Repeat the data below with every "red and white building" swapped for "red and white tower" and nothing else changed. Leave the pictures out.

____________________

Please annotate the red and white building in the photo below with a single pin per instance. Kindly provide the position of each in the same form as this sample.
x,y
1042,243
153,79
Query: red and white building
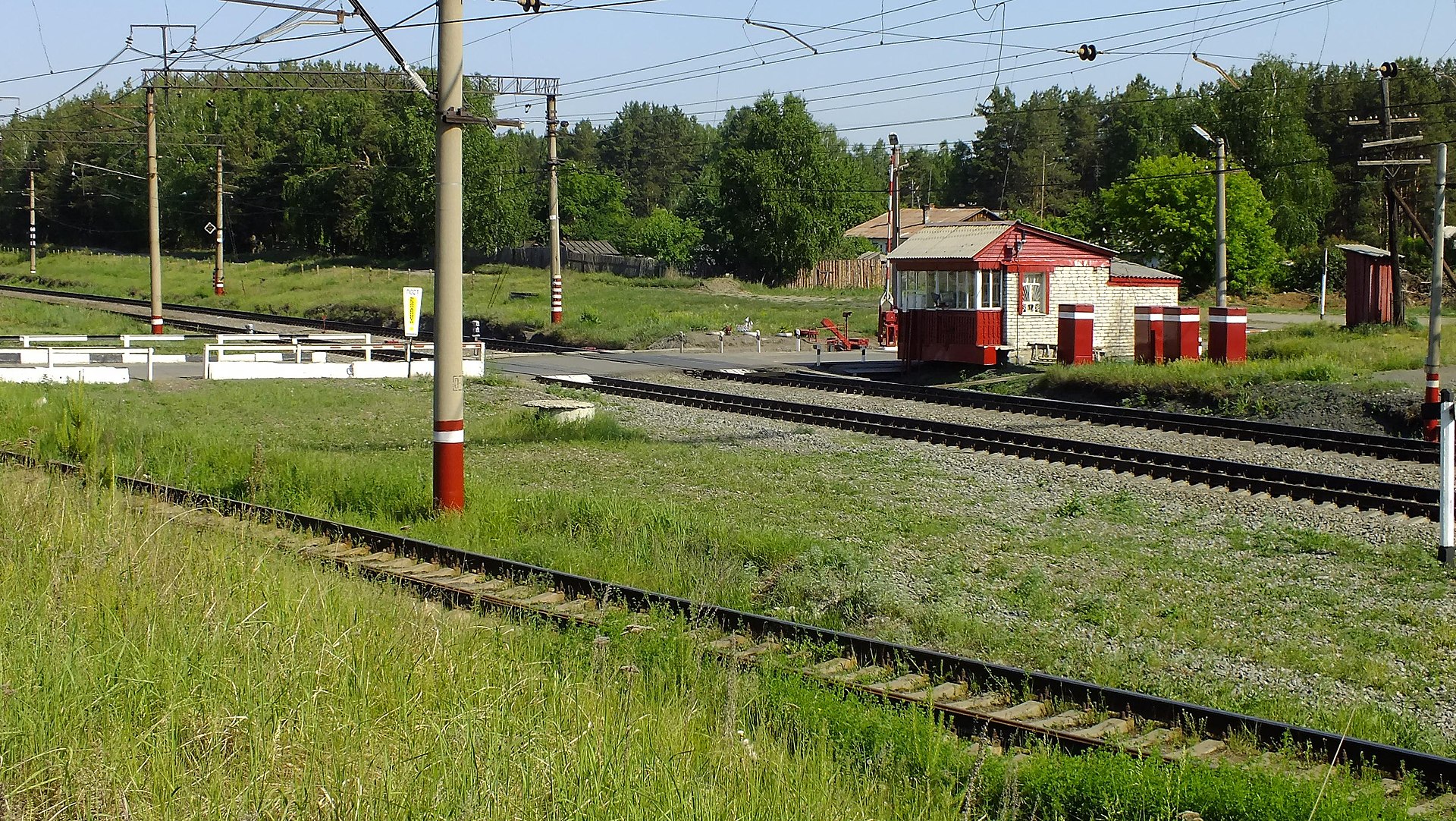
x,y
987,293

____________________

• _Written solution_
Please annotate the red and white tower in the photo below with a single pin per instance. Kindly provide the position of each in the same form as this sample.
x,y
1042,243
153,79
Query: red and white tower
x,y
987,293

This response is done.